### Stated goal 1
Repeat the stretch from "Value is subjective" through "legitimacy to money." in the piece on bitcoin and its critics.

Typically, the arguments put forth by an elite group of critics like this could be easily attributed to a lack of economic credentials or real-world experience in sophisticated financial markets. But that is simply not the case here – which makes it all the more puzzling to comprehend. Since the various critiques fall short on any convincing economic analysis, I suppose one could put it down to mere philosophical differences on the origin and nature of money.
With the resilience of distributed peer-to-peer networks amplified by powerful public key cryptography, we are all in new territory now; the world stands on the precipice of a fundamental realignment in the transfer of value. At its root, bitcoin is a value transfer protocol. We may voluntarily choose to utilize it or not. Most importantly, there is no coercion imposed through legal tender laws.
Value is subjective
Perhaps most disturbing to the bitcoin critics is the fundamental myth that bitcoin exposes – the myth that the State confers value on money and that we need 'kings' to coin our money.
We are constantly reminded by the critics that money can only be a legal creature of the State and that it is the "civil society system which puts the value into currency". Expounding on the thesis advanced by German economist Georg Friedrich Knapp in The State Theory of Money (1924), an exposé advocating the Chartalist approach to monetary theory claiming that money must have no intrinsic value and strictly be used as tokens issued by the government, these modern-day chartalists promote the notion that only governments and sovereign issuers have the ability to confer legitimacy to money.
A belief in central banking is also a belief in the central planning of an economy. Additionally, it represents central planning of the highest order, because it interferes with the market's price discovery process for money – the rate of interest.
As the antithesis of central planning in money, bitcoin gradually achieves more and more market-based legitimacy. Institutional and government legitimacy are not required for bitcoin to serve as store of value, medium of exchange and unit of account.
Kaminska's first piece on bitcoin in early 2013 highlighted a fairly good interaction between Chris Cook and an Austrian economist on the intrinsic value debate. Here's more on subjective and intrinsic value with Willem Buiter, chief economist at Citi.
Volatility is a red herring
But wait, isn't all this volatility damaging bitcoin and its reliability as a store of value and medium of exchange?

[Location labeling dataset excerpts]
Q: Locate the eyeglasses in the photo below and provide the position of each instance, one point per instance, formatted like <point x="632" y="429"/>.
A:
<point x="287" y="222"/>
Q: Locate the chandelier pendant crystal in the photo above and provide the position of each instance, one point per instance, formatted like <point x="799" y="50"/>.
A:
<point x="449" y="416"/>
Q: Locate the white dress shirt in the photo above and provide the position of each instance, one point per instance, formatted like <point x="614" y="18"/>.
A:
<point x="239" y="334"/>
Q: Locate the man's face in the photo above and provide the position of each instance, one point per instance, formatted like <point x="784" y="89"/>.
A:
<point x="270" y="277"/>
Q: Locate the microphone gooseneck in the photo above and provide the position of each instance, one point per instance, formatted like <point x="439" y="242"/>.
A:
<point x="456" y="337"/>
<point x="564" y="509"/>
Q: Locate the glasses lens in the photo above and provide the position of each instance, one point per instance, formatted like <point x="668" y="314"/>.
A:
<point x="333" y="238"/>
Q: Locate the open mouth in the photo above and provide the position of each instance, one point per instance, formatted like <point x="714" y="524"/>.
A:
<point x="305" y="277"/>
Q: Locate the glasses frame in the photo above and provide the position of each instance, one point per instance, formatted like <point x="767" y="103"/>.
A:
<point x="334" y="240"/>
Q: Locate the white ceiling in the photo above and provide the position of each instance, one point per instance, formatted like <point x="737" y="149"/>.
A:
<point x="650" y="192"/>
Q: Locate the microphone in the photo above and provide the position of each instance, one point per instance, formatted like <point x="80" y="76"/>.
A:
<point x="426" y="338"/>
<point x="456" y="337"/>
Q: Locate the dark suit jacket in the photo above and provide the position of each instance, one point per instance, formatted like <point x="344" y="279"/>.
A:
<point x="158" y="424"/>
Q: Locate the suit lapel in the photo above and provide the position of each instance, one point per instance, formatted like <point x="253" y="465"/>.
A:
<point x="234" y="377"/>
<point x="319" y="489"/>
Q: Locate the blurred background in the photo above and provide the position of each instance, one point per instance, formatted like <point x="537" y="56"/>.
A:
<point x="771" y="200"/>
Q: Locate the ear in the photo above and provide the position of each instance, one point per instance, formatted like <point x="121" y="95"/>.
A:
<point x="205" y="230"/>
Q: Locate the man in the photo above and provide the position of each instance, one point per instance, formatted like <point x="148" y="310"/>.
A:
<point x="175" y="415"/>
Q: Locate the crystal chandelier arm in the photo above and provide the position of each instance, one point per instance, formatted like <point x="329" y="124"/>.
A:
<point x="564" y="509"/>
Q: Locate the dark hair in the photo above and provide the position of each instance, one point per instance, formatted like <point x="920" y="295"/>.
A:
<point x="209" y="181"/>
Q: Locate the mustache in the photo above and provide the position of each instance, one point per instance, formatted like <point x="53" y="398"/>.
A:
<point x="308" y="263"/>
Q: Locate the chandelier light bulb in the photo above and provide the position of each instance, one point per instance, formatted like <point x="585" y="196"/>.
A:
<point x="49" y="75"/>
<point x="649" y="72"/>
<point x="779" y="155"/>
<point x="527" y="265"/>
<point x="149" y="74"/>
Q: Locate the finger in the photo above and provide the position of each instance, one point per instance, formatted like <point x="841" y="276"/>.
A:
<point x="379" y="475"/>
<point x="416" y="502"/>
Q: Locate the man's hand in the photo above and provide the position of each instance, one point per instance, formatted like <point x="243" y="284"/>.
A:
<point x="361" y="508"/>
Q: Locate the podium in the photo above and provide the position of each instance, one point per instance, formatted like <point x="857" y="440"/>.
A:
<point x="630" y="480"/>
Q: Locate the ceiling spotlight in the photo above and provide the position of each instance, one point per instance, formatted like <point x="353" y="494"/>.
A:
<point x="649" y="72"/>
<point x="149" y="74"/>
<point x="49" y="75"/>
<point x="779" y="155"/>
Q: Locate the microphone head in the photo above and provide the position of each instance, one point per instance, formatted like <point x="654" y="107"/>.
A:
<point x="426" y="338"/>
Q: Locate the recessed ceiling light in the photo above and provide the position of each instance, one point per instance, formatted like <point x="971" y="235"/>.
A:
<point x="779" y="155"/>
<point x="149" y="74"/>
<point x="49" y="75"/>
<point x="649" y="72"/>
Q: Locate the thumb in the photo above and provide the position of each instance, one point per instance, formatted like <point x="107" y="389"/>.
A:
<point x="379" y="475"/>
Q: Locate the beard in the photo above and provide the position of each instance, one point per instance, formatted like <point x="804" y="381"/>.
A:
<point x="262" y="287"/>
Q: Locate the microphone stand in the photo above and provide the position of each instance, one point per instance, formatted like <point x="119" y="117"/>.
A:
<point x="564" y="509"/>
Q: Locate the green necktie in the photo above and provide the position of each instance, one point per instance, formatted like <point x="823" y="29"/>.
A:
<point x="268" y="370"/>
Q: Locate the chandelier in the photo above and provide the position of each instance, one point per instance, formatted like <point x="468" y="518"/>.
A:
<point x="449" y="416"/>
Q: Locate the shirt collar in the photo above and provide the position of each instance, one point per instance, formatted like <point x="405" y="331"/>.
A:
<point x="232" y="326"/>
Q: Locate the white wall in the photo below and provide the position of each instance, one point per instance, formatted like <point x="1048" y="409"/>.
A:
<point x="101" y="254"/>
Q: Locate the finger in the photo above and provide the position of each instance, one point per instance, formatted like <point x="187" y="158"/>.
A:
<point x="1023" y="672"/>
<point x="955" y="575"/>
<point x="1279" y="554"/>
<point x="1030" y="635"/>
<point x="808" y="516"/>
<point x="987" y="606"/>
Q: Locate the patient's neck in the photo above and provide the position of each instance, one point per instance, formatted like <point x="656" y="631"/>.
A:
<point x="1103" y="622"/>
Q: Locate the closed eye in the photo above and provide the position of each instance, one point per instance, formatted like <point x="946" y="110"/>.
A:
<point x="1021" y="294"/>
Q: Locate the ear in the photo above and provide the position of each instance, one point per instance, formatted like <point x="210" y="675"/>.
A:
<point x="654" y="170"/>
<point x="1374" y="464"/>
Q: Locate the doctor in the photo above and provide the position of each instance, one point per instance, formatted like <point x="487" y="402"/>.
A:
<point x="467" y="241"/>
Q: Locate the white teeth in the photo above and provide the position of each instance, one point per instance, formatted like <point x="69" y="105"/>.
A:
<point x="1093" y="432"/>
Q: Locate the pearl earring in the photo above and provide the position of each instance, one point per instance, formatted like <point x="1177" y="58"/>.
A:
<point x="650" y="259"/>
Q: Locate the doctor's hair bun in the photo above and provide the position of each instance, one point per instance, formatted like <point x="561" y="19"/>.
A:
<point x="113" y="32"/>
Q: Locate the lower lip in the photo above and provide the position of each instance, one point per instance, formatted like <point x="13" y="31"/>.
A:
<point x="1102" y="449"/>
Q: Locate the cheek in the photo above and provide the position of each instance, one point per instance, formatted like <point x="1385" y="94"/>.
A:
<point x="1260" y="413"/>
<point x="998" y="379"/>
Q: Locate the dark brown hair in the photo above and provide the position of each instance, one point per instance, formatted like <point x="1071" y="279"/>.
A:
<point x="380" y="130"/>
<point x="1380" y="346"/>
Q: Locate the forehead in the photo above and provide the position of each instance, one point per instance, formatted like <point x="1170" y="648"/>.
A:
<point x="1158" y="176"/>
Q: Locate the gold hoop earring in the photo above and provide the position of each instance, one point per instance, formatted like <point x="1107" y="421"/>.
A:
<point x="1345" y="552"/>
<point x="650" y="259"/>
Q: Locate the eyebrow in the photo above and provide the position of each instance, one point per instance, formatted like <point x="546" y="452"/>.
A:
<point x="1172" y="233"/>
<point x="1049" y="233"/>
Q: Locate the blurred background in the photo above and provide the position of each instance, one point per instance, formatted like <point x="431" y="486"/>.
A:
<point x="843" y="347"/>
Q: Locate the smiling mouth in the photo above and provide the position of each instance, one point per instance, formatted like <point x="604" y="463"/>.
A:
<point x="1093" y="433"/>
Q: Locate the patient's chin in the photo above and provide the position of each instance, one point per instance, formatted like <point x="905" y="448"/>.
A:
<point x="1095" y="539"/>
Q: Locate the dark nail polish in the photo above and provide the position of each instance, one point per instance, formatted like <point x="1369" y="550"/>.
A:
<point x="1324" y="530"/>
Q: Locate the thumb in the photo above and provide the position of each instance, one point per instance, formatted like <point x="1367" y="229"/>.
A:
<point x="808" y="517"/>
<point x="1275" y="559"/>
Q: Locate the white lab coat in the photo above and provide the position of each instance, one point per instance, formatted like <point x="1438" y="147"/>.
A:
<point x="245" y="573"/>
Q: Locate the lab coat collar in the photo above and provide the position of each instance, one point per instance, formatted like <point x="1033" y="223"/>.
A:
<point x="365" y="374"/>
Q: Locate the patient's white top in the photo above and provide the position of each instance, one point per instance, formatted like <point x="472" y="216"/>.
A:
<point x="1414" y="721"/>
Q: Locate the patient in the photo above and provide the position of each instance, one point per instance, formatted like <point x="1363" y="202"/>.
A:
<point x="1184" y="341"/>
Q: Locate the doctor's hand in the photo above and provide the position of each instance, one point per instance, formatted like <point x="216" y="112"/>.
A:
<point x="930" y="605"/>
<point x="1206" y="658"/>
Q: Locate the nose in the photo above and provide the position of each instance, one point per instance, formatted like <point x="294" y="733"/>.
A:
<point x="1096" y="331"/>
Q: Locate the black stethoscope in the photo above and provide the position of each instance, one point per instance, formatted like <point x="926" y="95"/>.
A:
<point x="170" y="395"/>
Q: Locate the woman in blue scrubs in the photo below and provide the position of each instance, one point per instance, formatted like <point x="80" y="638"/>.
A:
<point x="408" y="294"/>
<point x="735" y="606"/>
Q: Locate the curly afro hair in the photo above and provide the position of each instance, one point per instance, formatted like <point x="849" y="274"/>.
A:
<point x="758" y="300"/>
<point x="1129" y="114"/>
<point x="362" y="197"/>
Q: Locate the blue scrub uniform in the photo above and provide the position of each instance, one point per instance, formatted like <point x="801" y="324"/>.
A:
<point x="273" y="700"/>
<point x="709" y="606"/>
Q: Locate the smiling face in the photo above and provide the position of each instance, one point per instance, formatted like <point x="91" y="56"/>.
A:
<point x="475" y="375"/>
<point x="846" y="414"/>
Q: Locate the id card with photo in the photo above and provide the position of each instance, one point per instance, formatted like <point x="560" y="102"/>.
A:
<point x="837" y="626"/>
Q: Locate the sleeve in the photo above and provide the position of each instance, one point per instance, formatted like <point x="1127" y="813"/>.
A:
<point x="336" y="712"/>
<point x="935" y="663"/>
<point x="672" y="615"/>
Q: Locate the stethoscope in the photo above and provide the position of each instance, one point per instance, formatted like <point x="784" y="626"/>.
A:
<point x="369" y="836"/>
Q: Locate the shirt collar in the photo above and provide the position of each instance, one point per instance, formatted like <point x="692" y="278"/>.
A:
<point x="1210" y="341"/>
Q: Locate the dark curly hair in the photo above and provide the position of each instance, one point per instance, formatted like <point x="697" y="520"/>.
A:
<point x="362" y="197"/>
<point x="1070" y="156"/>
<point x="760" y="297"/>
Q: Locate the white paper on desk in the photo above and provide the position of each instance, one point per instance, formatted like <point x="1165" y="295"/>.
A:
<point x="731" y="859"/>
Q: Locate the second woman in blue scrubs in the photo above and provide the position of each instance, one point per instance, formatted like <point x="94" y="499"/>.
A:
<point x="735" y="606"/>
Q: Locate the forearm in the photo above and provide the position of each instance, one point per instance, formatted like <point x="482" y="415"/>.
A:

### Stated goal 2
Change "desk" to "table" in the records, from the line containing "Q: Locate the white paper" through the end of the records, and give back only those lines with nothing else altered.

### Written reply 1
Value is subjective
Perhaps most disturbing to the bitcoin critics is the fundamental myth that bitcoin exposes – the myth that the State confers value on money and that we need 'kings' to coin our money.
We are constantly reminded by the critics that money can only be a legal creature of the State and that it is the "civil society system which puts the value into currency". Expounding on the thesis advanced by German economist Georg Friedrich Knapp in The State Theory of Money (1924), an exposé advocating the Chartalist approach to monetary theory claiming that money must have no intrinsic value and strictly be used as tokens issued by the government, these modern-day chartalists promote the notion that only governments and sovereign issuers have the ability to confer legitimacy to money.

### Written reply 2
Q: Locate the white paper on table in the photo above and provide the position of each instance, one point per instance, formatted like <point x="1165" y="295"/>.
A:
<point x="731" y="859"/>
Q: Locate the second woman in blue scrubs in the photo above and provide the position of each instance, one point per instance, formatted like <point x="94" y="499"/>.
A:
<point x="735" y="606"/>
Q: Locate the forearm in the photo above and provide the position of each instance, one point per instance, formatted like <point x="482" y="415"/>.
A:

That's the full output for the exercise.